* _PROBLEM STATEMENT_
Rewrite the listing from the line with "Point to the ocean water." through the end of the listing, switching "embracing" to "hugging" and leaving everything else unchanged.

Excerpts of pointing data
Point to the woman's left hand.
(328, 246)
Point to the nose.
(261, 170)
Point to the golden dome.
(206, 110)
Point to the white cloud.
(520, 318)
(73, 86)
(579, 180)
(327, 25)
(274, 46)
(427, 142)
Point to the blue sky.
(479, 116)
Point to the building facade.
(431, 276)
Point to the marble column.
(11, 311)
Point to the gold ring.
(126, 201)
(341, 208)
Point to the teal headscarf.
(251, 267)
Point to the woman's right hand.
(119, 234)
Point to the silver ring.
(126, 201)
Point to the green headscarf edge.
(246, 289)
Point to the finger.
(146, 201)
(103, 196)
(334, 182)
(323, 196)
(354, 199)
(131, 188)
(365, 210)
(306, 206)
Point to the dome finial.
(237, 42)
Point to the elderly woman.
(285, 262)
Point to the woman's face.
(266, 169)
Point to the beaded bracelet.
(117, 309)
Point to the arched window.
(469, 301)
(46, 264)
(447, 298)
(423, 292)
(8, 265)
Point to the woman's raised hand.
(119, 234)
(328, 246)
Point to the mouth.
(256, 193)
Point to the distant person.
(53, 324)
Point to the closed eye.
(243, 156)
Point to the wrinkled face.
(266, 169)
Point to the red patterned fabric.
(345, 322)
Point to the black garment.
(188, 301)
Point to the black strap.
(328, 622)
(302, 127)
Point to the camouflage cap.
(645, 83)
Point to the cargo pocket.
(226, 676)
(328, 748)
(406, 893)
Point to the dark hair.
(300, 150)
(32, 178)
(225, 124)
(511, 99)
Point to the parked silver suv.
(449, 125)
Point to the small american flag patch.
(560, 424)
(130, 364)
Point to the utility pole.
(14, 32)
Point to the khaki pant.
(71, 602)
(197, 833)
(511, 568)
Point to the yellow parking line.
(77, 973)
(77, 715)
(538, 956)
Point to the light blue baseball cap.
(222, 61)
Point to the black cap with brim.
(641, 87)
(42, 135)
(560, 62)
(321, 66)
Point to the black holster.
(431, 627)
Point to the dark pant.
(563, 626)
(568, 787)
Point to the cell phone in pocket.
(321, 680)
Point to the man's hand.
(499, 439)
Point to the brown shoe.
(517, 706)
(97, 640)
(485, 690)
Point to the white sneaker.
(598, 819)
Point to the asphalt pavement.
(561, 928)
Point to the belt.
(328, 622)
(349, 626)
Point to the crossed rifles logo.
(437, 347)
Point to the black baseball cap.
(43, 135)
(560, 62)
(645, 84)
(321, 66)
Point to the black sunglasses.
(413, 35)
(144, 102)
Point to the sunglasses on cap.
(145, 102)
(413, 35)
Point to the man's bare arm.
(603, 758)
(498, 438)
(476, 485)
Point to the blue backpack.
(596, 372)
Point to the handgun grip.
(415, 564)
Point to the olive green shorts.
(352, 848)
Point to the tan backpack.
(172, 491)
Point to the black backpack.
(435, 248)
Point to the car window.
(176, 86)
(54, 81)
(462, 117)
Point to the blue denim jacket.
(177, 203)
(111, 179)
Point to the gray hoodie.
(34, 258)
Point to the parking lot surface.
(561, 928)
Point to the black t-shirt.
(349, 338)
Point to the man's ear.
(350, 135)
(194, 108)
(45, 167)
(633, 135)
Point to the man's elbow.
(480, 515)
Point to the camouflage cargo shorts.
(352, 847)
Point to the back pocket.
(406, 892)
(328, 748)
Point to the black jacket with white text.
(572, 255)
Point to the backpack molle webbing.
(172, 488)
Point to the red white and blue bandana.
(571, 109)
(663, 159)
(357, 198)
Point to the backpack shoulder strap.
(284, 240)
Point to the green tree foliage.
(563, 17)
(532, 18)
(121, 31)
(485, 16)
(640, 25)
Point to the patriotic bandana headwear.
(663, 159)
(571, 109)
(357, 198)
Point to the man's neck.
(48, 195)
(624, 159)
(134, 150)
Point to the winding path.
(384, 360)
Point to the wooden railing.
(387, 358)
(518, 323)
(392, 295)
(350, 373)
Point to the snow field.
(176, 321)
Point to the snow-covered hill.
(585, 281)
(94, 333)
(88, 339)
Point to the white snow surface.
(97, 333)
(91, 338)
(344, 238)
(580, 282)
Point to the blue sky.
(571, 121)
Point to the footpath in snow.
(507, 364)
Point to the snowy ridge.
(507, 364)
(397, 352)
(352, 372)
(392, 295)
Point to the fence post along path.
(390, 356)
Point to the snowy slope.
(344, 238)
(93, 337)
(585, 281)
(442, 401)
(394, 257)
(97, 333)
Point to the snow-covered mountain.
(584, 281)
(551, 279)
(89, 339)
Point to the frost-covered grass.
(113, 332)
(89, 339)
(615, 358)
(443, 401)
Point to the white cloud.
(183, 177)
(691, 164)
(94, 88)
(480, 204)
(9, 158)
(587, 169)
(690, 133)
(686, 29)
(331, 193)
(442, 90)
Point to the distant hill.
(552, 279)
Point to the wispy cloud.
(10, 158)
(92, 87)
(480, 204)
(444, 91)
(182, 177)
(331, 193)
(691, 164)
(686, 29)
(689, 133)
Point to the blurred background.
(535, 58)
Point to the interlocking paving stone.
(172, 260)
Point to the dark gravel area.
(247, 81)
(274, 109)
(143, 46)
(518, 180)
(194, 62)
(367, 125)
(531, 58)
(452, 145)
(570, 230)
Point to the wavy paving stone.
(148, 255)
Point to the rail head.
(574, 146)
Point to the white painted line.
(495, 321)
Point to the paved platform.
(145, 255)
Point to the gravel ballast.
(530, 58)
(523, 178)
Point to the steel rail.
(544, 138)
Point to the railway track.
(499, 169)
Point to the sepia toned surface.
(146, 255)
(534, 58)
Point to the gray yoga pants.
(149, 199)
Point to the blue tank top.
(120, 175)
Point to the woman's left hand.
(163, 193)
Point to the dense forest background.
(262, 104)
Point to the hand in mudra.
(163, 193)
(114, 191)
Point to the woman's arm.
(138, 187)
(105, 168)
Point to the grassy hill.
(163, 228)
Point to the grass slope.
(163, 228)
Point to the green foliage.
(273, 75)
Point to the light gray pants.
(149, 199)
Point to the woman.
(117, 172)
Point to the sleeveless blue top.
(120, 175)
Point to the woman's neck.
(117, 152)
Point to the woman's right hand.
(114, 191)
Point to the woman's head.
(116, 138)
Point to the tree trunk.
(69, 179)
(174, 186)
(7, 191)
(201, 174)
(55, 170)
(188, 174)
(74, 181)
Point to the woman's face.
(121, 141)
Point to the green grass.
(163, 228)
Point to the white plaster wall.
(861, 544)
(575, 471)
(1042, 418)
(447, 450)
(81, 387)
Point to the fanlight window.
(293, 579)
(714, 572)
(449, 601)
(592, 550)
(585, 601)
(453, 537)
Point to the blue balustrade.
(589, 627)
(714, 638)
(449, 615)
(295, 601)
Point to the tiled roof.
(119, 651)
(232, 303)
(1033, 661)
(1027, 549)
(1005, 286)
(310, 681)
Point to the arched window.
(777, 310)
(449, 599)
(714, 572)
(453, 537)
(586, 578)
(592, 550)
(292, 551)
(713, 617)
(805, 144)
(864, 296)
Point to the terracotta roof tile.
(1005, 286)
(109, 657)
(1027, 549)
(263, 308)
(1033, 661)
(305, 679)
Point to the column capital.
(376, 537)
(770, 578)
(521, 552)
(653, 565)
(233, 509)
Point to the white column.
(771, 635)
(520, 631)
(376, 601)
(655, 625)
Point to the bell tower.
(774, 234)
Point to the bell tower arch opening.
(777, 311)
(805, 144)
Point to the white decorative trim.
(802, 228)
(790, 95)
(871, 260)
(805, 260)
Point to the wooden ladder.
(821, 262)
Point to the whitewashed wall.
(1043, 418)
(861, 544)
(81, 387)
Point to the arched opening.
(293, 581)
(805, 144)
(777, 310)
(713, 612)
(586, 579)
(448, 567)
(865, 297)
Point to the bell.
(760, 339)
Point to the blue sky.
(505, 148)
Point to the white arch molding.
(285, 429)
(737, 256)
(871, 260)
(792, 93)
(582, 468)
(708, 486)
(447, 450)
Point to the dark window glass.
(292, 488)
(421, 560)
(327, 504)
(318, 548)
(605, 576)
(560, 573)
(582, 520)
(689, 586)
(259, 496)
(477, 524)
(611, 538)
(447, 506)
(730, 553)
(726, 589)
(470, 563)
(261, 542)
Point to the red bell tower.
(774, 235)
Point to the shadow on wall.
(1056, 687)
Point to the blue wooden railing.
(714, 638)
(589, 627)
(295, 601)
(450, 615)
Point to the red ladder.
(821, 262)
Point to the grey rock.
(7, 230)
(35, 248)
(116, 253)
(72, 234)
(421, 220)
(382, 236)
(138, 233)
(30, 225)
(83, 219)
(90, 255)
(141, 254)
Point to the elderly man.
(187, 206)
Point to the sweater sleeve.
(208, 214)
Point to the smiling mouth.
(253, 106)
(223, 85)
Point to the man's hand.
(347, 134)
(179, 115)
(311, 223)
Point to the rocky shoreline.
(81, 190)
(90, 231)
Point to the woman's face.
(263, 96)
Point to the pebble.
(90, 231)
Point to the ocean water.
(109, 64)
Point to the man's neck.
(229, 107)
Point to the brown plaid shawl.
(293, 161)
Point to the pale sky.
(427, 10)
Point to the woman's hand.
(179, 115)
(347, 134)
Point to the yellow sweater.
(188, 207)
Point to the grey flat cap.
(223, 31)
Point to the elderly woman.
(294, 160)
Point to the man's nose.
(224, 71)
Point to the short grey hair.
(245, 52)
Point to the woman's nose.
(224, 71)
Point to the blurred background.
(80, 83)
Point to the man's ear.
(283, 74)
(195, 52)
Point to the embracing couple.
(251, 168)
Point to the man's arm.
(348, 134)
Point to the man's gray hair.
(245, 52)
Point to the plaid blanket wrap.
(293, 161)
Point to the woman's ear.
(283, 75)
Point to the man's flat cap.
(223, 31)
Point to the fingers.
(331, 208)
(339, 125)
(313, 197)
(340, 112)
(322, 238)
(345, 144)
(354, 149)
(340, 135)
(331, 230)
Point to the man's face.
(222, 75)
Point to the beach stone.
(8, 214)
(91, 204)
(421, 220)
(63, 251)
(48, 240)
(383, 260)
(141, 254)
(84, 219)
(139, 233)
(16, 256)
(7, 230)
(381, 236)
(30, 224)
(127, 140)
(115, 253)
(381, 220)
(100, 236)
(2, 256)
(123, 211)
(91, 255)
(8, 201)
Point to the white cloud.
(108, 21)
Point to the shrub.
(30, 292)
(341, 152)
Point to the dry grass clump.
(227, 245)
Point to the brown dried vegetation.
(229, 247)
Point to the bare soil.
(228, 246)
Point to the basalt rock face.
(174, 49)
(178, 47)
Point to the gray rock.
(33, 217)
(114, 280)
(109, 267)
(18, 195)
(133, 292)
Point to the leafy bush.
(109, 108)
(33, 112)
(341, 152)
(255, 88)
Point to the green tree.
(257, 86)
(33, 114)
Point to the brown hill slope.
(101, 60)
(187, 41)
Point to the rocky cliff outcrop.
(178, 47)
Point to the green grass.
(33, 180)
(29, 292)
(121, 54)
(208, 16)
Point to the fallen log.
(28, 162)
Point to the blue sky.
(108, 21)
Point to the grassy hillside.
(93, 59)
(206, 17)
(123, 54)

* _SOLUTION TO THIS TASK_
Point to the ocean water.
(109, 64)
Point to the man's neck.
(229, 107)
Point to the brown plaid shawl.
(293, 161)
Point to the pale sky.
(427, 10)
Point to the woman's hand.
(179, 115)
(347, 134)
Point to the yellow sweater.
(188, 207)
Point to the grey flat cap.
(223, 31)
Point to the elderly woman.
(294, 160)
Point to the man's nose.
(224, 71)
Point to the short grey hair.
(245, 52)
Point to the woman's nose.
(224, 71)
Point to the blurred background.
(80, 83)
Point to the man's ear.
(283, 74)
(195, 52)
Point to the hugging couple.
(251, 168)
Point to the man's arm.
(348, 134)
Point to the man's gray hair.
(245, 52)
Point to the plaid blanket wrap.
(293, 161)
Point to the woman's ear.
(283, 75)
Point to the man's flat cap.
(223, 31)
Point to the fingers.
(331, 208)
(339, 125)
(313, 197)
(340, 112)
(322, 238)
(345, 144)
(354, 149)
(340, 135)
(331, 230)
Point to the man's face.
(222, 75)
Point to the beach stone.
(8, 214)
(91, 204)
(421, 220)
(63, 251)
(48, 240)
(383, 260)
(141, 254)
(84, 219)
(139, 233)
(16, 256)
(7, 230)
(381, 236)
(30, 224)
(127, 140)
(115, 253)
(381, 220)
(100, 236)
(2, 256)
(123, 211)
(91, 255)
(8, 201)
Point to the white cloud.
(108, 21)
Point to the shrub.
(30, 292)
(341, 152)
Point to the dry grass clump.
(227, 245)
Point to the brown dried vegetation.
(229, 247)
Point to the bare soil.
(228, 246)
Point to the basalt rock face.
(174, 49)
(178, 47)
Point to the gray rock.
(33, 217)
(114, 280)
(109, 267)
(18, 195)
(133, 292)
Point to the leafy bush.
(109, 108)
(33, 112)
(341, 152)
(255, 88)
Point to the green tree.
(257, 86)
(33, 114)
Point to the brown hill slope.
(101, 60)
(187, 41)
Point to the rocky cliff outcrop.
(178, 47)
Point to the green grass.
(33, 180)
(29, 292)
(121, 54)
(208, 16)
Point to the fallen log.
(28, 162)
Point to the blue sky.
(108, 21)
Point to the grassy hillside.
(93, 59)
(206, 17)
(123, 54)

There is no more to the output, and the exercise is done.